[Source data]
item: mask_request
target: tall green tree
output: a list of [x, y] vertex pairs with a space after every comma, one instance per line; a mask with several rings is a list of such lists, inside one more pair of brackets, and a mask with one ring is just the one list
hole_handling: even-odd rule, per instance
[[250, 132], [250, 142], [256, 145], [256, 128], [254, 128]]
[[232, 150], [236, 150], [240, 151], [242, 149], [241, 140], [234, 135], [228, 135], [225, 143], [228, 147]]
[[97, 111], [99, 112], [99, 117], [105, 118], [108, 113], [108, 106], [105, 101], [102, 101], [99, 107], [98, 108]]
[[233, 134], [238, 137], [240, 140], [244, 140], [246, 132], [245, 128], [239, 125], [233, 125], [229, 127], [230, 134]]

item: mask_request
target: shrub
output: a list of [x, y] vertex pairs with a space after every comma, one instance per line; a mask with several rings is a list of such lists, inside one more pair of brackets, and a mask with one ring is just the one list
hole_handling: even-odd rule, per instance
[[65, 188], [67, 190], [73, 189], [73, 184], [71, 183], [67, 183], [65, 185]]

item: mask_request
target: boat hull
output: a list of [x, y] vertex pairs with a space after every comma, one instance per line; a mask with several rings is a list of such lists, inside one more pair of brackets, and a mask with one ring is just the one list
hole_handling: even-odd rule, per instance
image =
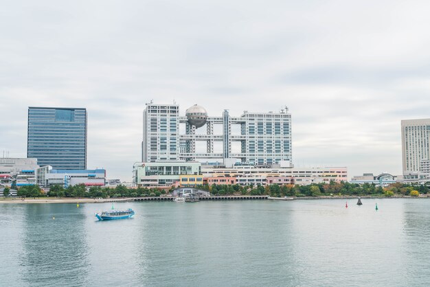
[[95, 214], [95, 217], [99, 220], [115, 220], [117, 219], [126, 219], [126, 218], [131, 218], [133, 217], [133, 216], [135, 215], [135, 211], [133, 211], [132, 213], [131, 213], [130, 214], [126, 214], [126, 215], [123, 215], [123, 216], [101, 216], [98, 214]]

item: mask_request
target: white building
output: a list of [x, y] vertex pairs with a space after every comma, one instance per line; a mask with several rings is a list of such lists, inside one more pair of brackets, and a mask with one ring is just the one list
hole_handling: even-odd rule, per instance
[[83, 184], [86, 186], [104, 186], [104, 170], [52, 170], [44, 166], [36, 170], [37, 184], [43, 187], [58, 185], [64, 187]]
[[166, 187], [179, 181], [181, 176], [199, 175], [201, 163], [195, 161], [135, 163], [133, 183], [137, 186]]
[[374, 176], [373, 174], [371, 173], [363, 174], [360, 176], [354, 176], [351, 179], [350, 182], [351, 183], [369, 183], [381, 186], [386, 186], [391, 183], [395, 183], [396, 180], [397, 176], [386, 172], [383, 172], [377, 176]]
[[403, 174], [420, 172], [422, 161], [430, 159], [430, 119], [405, 119], [401, 125]]
[[[237, 165], [233, 168], [202, 166], [201, 173], [205, 177], [236, 177], [239, 184], [245, 183], [270, 182], [270, 178], [289, 178], [294, 184], [306, 185], [311, 183], [328, 183], [348, 181], [348, 169], [335, 168], [293, 168], [273, 166], [259, 167]], [[242, 179], [242, 181], [241, 181]], [[269, 181], [268, 181], [269, 180]], [[263, 183], [262, 183], [263, 184]]]
[[[181, 125], [185, 126], [184, 130], [180, 130]], [[198, 150], [199, 144], [203, 144], [204, 151]], [[177, 104], [146, 104], [142, 162], [231, 158], [258, 165], [291, 161], [288, 109], [244, 111], [240, 117], [231, 117], [225, 110], [221, 116], [210, 117], [204, 108], [194, 105], [185, 116], [179, 116]]]

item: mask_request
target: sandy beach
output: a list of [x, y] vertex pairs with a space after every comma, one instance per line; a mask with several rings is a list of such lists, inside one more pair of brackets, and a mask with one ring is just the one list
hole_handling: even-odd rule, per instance
[[0, 199], [0, 204], [5, 203], [103, 203], [112, 201], [129, 201], [130, 198], [21, 198]]

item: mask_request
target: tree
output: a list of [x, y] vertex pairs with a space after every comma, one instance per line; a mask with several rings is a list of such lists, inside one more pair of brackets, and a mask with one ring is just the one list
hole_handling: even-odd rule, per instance
[[64, 187], [59, 185], [54, 185], [49, 187], [48, 196], [58, 196], [58, 193], [64, 194]]
[[273, 197], [280, 197], [281, 196], [281, 187], [277, 184], [270, 185], [269, 187], [270, 192], [270, 196]]
[[87, 195], [87, 187], [84, 184], [80, 184], [73, 187], [74, 197], [85, 197]]
[[10, 189], [8, 187], [5, 187], [4, 190], [3, 190], [3, 196], [4, 197], [8, 197], [10, 195]]

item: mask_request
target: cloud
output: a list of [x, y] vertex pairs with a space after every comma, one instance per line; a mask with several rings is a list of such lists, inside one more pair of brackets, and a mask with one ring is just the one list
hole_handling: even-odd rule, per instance
[[429, 117], [429, 5], [10, 1], [0, 149], [25, 156], [29, 106], [85, 107], [89, 168], [129, 181], [151, 100], [211, 115], [288, 106], [296, 165], [400, 174], [400, 121]]

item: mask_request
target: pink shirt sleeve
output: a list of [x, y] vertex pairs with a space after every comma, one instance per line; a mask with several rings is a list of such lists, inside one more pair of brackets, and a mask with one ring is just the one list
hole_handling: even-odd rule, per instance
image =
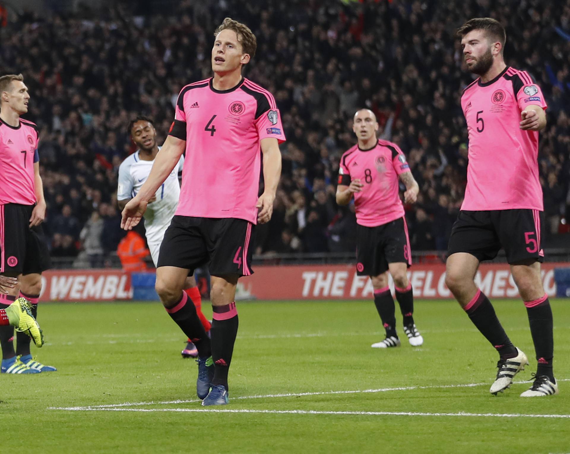
[[279, 143], [285, 142], [285, 134], [281, 124], [281, 114], [278, 109], [270, 109], [264, 112], [255, 122], [255, 127], [259, 136], [259, 140], [272, 137], [277, 139]]
[[540, 87], [536, 84], [523, 85], [517, 93], [516, 101], [521, 110], [524, 110], [527, 106], [540, 106], [543, 109], [548, 107]]
[[408, 161], [406, 160], [406, 156], [402, 152], [402, 150], [400, 149], [400, 147], [395, 144], [393, 146], [398, 152], [398, 154], [392, 159], [392, 165], [394, 166], [396, 174], [400, 175], [405, 172], [409, 172], [410, 166], [408, 165]]
[[184, 96], [182, 94], [183, 91], [180, 92], [180, 94], [178, 94], [178, 99], [176, 100], [176, 108], [174, 110], [174, 119], [178, 120], [178, 121], [186, 121], [186, 113], [184, 110], [181, 110], [179, 106], [182, 104], [184, 102]]
[[351, 180], [351, 172], [348, 171], [348, 167], [345, 166], [343, 162], [343, 158], [341, 157], [340, 162], [339, 163], [339, 181], [337, 184], [348, 186], [352, 181]]

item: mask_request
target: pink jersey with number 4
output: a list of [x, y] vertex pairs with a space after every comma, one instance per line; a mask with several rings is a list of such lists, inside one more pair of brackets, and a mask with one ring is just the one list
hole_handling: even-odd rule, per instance
[[223, 91], [207, 79], [182, 89], [175, 119], [186, 133], [176, 214], [256, 224], [260, 141], [285, 140], [273, 96], [246, 79]]
[[20, 118], [17, 127], [0, 119], [0, 205], [36, 203], [34, 164], [38, 156], [38, 126]]
[[404, 216], [398, 177], [409, 171], [402, 150], [391, 142], [379, 140], [369, 150], [357, 145], [345, 151], [339, 166], [339, 184], [348, 186], [359, 179], [364, 185], [354, 194], [356, 222], [376, 227]]
[[461, 209], [543, 210], [538, 132], [519, 126], [521, 112], [530, 105], [546, 109], [542, 92], [528, 73], [510, 67], [463, 90], [469, 163]]

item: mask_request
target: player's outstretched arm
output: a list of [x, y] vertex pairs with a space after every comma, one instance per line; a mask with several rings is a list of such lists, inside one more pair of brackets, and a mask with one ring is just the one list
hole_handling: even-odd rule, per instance
[[546, 127], [546, 113], [540, 106], [527, 106], [520, 113], [520, 129], [524, 131], [542, 131]]
[[364, 185], [360, 183], [360, 178], [356, 178], [351, 181], [349, 186], [339, 184], [336, 187], [336, 203], [337, 205], [348, 205], [355, 192], [360, 192]]
[[142, 218], [146, 205], [150, 201], [158, 187], [170, 175], [178, 163], [186, 148], [186, 141], [172, 135], [166, 137], [164, 145], [154, 158], [150, 173], [139, 193], [131, 199], [123, 210], [121, 228], [132, 229]]
[[46, 218], [46, 199], [43, 196], [43, 183], [39, 175], [39, 162], [34, 163], [34, 187], [36, 195], [36, 205], [32, 210], [30, 227], [39, 225]]
[[261, 139], [261, 151], [263, 154], [263, 181], [264, 189], [255, 205], [258, 211], [257, 221], [268, 222], [273, 213], [273, 202], [275, 200], [277, 187], [281, 177], [281, 152], [279, 142], [272, 137]]
[[7, 288], [14, 288], [18, 285], [18, 279], [10, 276], [0, 275], [0, 293], [7, 295], [9, 292]]
[[404, 193], [404, 201], [406, 203], [415, 203], [418, 199], [420, 186], [412, 175], [411, 172], [404, 172], [400, 174], [400, 179], [406, 185], [406, 192]]

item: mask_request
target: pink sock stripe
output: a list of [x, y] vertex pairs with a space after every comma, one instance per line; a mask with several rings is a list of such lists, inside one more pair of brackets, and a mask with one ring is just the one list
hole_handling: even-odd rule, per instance
[[11, 295], [4, 295], [3, 294], [0, 294], [0, 302], [2, 301], [9, 301], [10, 303], [2, 303], [3, 304], [11, 304], [13, 302], [16, 300], [16, 297], [13, 296]]
[[412, 266], [412, 249], [410, 249], [410, 236], [408, 234], [408, 224], [406, 223], [406, 217], [402, 216], [404, 220], [404, 231], [406, 233], [406, 243], [408, 244], [408, 263]]
[[243, 243], [243, 249], [242, 259], [243, 267], [242, 267], [242, 271], [243, 273], [244, 276], [249, 276], [251, 274], [250, 273], [249, 266], [247, 265], [247, 250], [249, 249], [249, 243], [250, 240], [251, 239], [251, 223], [247, 223], [247, 229], [246, 230], [246, 241]]
[[535, 306], [538, 306], [539, 304], [542, 304], [548, 298], [548, 295], [545, 293], [544, 296], [542, 298], [539, 298], [538, 299], [535, 299], [534, 301], [526, 301], [524, 302], [524, 306], [526, 307], [534, 307]]
[[412, 283], [410, 282], [408, 284], [408, 287], [405, 288], [398, 288], [397, 287], [395, 287], [394, 288], [396, 288], [396, 291], [400, 292], [400, 293], [405, 293], [406, 292], [409, 292], [412, 290]]
[[479, 300], [479, 297], [481, 295], [481, 290], [478, 288], [477, 292], [475, 294], [475, 296], [473, 297], [473, 299], [469, 302], [469, 303], [467, 304], [466, 306], [465, 306], [465, 307], [463, 308], [463, 310], [465, 310], [466, 312], [467, 311], [469, 311], [470, 309], [471, 309], [475, 304], [475, 303], [477, 303], [477, 301]]
[[4, 205], [0, 205], [0, 273], [4, 273]]
[[390, 287], [385, 287], [384, 288], [377, 288], [374, 291], [374, 295], [380, 295], [381, 293], [384, 293], [384, 292], [389, 292]]
[[38, 302], [39, 301], [39, 295], [33, 296], [31, 295], [26, 295], [25, 293], [20, 292], [20, 296], [23, 298], [26, 298], [28, 301], [31, 303], [32, 304], [37, 304]]
[[180, 300], [180, 302], [178, 303], [174, 307], [171, 307], [169, 309], [168, 307], [164, 308], [166, 309], [166, 312], [169, 313], [174, 313], [174, 312], [177, 312], [181, 309], [182, 309], [184, 305], [186, 304], [186, 302], [188, 300], [188, 295], [186, 294], [186, 292], [182, 292], [182, 299]]
[[[230, 303], [227, 305], [228, 309], [224, 312], [212, 312], [212, 318], [214, 320], [221, 320], [233, 319], [238, 315], [238, 309], [235, 307], [235, 302]], [[212, 306], [212, 309], [215, 308], [215, 306]]]

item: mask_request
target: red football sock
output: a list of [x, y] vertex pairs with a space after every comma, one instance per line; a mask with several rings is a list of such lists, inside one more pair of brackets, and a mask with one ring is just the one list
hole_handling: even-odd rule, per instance
[[200, 291], [198, 290], [197, 287], [191, 287], [190, 288], [186, 288], [184, 291], [192, 300], [192, 302], [196, 308], [196, 313], [198, 314], [198, 317], [199, 318], [200, 321], [202, 322], [204, 329], [207, 332], [211, 327], [211, 324], [202, 313], [202, 295], [200, 295]]
[[5, 309], [0, 309], [0, 327], [7, 326], [10, 324], [8, 315]]

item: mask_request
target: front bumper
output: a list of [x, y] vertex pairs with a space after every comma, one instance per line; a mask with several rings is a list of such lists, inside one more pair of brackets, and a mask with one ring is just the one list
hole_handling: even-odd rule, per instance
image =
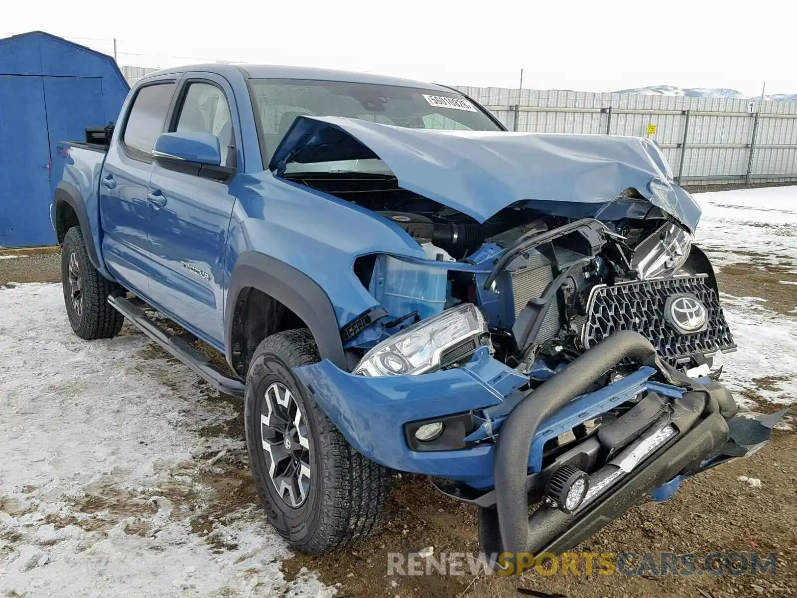
[[[496, 435], [528, 381], [479, 349], [456, 369], [424, 374], [369, 378], [344, 372], [328, 360], [294, 370], [346, 439], [358, 452], [387, 467], [465, 482], [479, 490], [493, 485], [495, 446], [474, 443], [458, 450], [410, 450], [404, 435], [409, 422], [478, 411], [483, 424], [469, 439]], [[681, 390], [655, 382], [653, 368], [642, 367], [621, 380], [576, 398], [540, 427], [528, 454], [528, 469], [542, 466], [548, 440], [579, 423], [646, 391], [681, 396]]]
[[[586, 391], [625, 360], [638, 364], [637, 371]], [[485, 348], [462, 368], [423, 376], [352, 376], [328, 361], [294, 371], [349, 443], [366, 457], [393, 469], [477, 489], [477, 499], [472, 502], [480, 507], [480, 542], [485, 553], [569, 549], [646, 493], [657, 487], [674, 491], [682, 477], [755, 452], [783, 415], [733, 417], [736, 406], [726, 389], [686, 378], [662, 362], [650, 341], [627, 331], [612, 334], [535, 390], [523, 392], [518, 388], [528, 379], [493, 360]], [[668, 384], [652, 380], [654, 376]], [[628, 438], [636, 440], [599, 447], [604, 455], [611, 452], [608, 460], [602, 458], [605, 464], [599, 469], [595, 470], [594, 460], [585, 467], [592, 473], [582, 506], [563, 513], [543, 505], [529, 519], [529, 498], [539, 490], [535, 484], [550, 474], [548, 470], [562, 465], [554, 462], [542, 469], [545, 443], [643, 392], [650, 394], [637, 407], [651, 397], [662, 398], [653, 414], [655, 423], [633, 416], [626, 424], [631, 422], [635, 435]], [[410, 450], [406, 423], [468, 411], [484, 419], [483, 426], [469, 436], [477, 441], [470, 448]], [[607, 428], [609, 436], [611, 429]], [[599, 438], [583, 444], [606, 442], [603, 433], [601, 428]], [[477, 442], [488, 439], [497, 442]]]

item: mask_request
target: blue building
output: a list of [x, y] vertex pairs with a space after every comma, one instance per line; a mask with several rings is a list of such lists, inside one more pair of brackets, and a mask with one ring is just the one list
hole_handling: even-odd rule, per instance
[[41, 31], [0, 39], [0, 247], [56, 242], [59, 141], [116, 120], [129, 88], [112, 58]]

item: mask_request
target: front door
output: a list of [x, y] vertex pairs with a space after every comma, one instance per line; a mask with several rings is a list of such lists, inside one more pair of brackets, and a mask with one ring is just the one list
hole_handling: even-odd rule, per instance
[[166, 126], [176, 88], [173, 80], [154, 80], [139, 88], [114, 134], [100, 179], [103, 255], [115, 277], [149, 297], [147, 187], [152, 174], [152, 147]]
[[0, 75], [0, 247], [55, 242], [41, 77]]
[[[230, 106], [233, 93], [226, 81], [209, 73], [187, 73], [178, 97], [171, 130], [215, 135], [222, 164], [238, 164], [235, 132], [240, 125], [231, 116], [238, 111]], [[159, 200], [150, 203], [147, 221], [152, 300], [217, 348], [224, 346], [224, 258], [235, 183], [157, 164], [149, 183], [150, 196]]]

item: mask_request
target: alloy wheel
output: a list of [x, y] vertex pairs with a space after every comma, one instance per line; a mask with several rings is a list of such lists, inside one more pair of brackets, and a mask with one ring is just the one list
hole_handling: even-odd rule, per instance
[[310, 489], [310, 437], [304, 414], [281, 382], [266, 388], [260, 423], [271, 482], [287, 505], [298, 508]]
[[69, 295], [72, 299], [72, 309], [75, 315], [80, 317], [83, 315], [83, 289], [80, 285], [80, 263], [77, 255], [73, 251], [69, 254]]

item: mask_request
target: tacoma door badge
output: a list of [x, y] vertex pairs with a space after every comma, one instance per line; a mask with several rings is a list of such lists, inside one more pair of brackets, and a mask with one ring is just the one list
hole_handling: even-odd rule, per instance
[[201, 276], [202, 278], [204, 278], [206, 281], [210, 281], [210, 275], [209, 273], [207, 273], [206, 272], [202, 272], [201, 269], [199, 269], [198, 268], [197, 268], [195, 266], [191, 266], [187, 262], [181, 262], [180, 263], [183, 264], [183, 267], [185, 268], [186, 270], [190, 270], [191, 272], [193, 272], [197, 276]]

▶ **REQUIRED TASK**: State how many lines of the data above contain the string "front", with case counting. Give only the number.

▶ **EXERCISE SOLUTION**: 2